Reproduce the records below word for word, beginning with the line that contains "Where can you spot the rosette" and continuing through the final line of the records.

PROVIDED DATA:
════════════════

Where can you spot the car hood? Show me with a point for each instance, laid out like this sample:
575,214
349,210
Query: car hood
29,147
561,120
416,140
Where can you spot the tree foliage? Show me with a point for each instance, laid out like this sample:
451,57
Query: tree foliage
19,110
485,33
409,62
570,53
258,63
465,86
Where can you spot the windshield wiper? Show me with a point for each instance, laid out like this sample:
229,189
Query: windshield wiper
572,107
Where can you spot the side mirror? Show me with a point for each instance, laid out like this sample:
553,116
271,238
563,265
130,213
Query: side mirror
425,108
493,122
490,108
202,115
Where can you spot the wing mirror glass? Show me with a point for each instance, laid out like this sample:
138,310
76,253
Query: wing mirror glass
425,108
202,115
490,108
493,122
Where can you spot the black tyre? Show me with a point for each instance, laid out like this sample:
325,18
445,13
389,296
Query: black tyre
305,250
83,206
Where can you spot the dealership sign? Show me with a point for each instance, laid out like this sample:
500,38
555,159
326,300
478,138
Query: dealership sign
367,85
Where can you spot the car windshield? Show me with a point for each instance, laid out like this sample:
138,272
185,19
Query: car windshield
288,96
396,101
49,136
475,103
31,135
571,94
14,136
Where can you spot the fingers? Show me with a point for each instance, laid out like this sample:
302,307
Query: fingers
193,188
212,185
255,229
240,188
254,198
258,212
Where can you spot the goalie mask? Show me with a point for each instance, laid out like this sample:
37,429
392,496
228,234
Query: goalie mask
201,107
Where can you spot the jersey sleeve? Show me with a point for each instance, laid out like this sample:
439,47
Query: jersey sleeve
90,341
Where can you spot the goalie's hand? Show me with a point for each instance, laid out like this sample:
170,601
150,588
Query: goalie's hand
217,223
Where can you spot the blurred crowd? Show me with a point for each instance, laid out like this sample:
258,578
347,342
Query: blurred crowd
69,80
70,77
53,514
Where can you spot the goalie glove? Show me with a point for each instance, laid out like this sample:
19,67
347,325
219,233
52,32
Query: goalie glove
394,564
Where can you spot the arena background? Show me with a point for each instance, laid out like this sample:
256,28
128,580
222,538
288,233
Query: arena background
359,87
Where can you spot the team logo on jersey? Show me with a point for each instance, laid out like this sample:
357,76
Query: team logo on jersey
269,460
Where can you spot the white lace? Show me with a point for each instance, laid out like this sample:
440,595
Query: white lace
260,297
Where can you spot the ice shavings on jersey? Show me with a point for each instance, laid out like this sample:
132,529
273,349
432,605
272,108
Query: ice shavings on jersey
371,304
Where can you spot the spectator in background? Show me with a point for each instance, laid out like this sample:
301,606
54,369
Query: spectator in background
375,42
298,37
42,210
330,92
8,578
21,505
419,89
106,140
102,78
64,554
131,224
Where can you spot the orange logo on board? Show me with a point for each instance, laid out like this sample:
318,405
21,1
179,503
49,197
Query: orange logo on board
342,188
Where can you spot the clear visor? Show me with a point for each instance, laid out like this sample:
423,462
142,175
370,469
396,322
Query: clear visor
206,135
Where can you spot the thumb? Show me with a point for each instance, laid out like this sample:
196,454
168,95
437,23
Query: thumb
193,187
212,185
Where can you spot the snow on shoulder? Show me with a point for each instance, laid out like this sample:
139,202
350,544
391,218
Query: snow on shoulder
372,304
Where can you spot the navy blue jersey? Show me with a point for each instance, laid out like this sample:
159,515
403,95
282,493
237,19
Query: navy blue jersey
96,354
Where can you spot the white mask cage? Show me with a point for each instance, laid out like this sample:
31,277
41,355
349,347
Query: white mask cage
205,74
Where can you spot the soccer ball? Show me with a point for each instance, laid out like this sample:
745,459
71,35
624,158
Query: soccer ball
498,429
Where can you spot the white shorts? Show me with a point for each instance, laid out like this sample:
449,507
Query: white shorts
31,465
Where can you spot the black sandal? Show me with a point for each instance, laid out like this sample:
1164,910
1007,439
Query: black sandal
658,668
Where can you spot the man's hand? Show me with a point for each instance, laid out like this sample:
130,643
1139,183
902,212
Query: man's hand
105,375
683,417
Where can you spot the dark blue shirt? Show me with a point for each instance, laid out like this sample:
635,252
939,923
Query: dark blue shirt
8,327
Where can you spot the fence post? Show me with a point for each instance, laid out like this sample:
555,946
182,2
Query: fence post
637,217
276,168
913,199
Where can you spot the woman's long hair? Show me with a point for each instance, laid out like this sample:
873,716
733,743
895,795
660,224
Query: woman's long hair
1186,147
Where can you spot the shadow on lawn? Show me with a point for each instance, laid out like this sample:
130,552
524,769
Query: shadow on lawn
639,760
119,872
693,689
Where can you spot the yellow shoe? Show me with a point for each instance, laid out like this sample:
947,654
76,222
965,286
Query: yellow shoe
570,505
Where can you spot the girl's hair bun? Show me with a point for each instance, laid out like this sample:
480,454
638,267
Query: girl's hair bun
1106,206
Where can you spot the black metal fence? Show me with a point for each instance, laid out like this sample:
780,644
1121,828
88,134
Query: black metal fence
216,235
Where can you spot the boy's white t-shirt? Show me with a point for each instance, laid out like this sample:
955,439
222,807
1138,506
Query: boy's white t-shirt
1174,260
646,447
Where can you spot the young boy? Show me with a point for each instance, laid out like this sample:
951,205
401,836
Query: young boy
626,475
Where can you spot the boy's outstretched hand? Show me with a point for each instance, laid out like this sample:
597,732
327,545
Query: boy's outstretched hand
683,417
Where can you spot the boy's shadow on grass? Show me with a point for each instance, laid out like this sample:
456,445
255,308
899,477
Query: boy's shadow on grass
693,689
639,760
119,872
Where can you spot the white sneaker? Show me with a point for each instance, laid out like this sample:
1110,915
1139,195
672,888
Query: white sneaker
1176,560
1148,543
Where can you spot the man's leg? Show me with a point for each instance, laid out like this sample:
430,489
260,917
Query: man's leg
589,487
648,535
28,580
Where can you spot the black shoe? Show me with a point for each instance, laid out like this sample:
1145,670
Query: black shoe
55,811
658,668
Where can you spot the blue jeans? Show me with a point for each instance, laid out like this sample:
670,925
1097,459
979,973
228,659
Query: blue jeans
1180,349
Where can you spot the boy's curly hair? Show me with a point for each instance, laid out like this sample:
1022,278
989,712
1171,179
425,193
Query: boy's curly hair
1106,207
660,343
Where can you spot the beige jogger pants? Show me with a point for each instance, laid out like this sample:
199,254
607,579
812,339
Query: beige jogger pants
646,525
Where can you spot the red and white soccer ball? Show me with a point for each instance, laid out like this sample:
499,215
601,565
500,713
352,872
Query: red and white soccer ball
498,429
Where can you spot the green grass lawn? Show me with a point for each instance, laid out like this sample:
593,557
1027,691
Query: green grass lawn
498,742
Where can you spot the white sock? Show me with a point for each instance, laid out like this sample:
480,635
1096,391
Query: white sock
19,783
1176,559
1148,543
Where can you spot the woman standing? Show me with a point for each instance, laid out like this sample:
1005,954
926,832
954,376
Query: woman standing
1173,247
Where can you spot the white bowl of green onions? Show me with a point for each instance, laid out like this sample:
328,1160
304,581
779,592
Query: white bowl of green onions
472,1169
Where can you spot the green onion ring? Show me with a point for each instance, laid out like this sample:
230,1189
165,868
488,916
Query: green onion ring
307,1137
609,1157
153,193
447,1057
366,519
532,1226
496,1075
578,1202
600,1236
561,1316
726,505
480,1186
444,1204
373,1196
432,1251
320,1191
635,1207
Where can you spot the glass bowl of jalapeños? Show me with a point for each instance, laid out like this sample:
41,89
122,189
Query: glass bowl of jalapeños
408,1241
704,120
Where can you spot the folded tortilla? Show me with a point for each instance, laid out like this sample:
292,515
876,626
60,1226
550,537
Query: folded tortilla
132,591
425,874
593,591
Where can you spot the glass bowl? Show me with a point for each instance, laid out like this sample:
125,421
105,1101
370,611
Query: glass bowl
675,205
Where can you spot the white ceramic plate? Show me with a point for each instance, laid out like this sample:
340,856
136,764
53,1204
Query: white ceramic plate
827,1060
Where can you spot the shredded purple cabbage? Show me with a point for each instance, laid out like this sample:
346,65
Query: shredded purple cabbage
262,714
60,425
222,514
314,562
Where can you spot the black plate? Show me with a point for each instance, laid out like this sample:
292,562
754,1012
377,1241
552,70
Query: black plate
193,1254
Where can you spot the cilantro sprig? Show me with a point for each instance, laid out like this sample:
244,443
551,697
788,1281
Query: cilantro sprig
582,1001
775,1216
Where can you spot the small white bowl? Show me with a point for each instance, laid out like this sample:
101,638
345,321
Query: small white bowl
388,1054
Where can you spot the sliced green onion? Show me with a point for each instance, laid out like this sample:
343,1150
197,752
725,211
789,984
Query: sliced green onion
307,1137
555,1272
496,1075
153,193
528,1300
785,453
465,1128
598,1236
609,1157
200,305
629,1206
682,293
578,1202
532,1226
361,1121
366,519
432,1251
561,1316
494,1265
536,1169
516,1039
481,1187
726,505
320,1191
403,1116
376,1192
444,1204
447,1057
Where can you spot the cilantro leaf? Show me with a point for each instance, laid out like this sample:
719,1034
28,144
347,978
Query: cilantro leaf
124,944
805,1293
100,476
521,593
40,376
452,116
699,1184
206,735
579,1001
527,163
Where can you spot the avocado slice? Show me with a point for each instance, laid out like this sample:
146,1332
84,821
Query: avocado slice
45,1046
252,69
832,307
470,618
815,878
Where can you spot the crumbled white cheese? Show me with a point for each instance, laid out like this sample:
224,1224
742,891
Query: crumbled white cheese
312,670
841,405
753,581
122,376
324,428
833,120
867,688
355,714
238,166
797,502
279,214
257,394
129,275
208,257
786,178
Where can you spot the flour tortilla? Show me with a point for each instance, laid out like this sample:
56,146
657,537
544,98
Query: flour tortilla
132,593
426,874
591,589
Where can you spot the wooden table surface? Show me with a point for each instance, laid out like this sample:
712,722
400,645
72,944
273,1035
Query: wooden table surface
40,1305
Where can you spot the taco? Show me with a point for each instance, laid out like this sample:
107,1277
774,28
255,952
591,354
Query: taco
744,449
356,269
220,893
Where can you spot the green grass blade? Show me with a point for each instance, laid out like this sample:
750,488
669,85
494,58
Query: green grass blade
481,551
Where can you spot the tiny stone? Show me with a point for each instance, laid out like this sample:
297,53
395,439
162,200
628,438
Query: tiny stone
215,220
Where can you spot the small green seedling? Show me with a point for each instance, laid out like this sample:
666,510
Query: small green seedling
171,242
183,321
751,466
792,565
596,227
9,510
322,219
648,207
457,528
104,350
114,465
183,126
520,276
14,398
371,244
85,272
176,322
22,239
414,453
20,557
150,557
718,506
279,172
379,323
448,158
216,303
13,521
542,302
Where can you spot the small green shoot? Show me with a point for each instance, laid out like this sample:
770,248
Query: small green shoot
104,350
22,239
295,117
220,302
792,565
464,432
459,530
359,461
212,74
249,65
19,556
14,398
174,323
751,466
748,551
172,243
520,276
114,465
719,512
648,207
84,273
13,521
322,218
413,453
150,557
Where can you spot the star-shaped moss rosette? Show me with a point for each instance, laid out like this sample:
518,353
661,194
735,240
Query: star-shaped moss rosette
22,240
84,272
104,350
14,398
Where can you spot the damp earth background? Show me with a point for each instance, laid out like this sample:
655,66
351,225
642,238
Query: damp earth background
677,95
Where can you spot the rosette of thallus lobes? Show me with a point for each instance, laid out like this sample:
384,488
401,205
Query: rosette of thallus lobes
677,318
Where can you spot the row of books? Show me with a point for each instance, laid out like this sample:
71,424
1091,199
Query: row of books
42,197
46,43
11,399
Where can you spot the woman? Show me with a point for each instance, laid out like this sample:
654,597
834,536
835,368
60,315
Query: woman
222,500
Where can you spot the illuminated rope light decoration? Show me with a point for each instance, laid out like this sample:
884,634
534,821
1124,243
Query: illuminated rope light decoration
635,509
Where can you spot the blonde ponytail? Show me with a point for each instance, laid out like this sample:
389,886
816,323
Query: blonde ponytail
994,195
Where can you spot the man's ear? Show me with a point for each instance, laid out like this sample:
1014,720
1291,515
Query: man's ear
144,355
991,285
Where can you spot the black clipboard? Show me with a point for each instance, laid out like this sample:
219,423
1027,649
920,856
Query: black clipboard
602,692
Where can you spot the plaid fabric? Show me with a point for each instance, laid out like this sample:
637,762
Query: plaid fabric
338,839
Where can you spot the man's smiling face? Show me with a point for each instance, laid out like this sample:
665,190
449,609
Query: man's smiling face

════════════════

OUTPUT FOR THIS EXERCISE:
Where can you spot the rosette of thallus lobes? Show me with a point for each instance, laid out like this sample:
384,488
401,205
Query: rosette of thallus lobes
677,318
Where can you spot the row of books? Show me with a point for each instance, laid out like this sample:
71,424
1091,199
Query: row of books
42,197
46,43
11,399
Where can you spot the woman? Show me with a point for each instance, laid out like this sample:
654,597
834,536
835,368
60,315
Query: woman
222,500
Where can you spot the illuminated rope light decoration? Show me with a point for each instance, laid out like this sample:
884,634
534,821
1124,243
Query: illuminated rope light decoration
635,509
Where can you spot the blonde ponytail? Show me with a point for each instance, laid out like this sample:
389,886
816,323
Query: blonde ponytail
994,195
Where can you spot the man's ear? Show me with a point for each instance, laid out like this sample:
1014,720
1291,515
Query: man's ear
144,355
991,285
Where can you spot the black clipboard? Show me with a point for each instance, laid out like this sample:
219,423
1027,649
920,856
Query: black clipboard
602,692
Where can you spot the plaid fabric? Show me with a point for each instance, laid out like this sample:
637,762
Query: plaid fabric
338,839
Where can you spot the man's smiling face? Show me with a point for each instance, laid out like this sample:
665,190
449,609
Query: man's smiling face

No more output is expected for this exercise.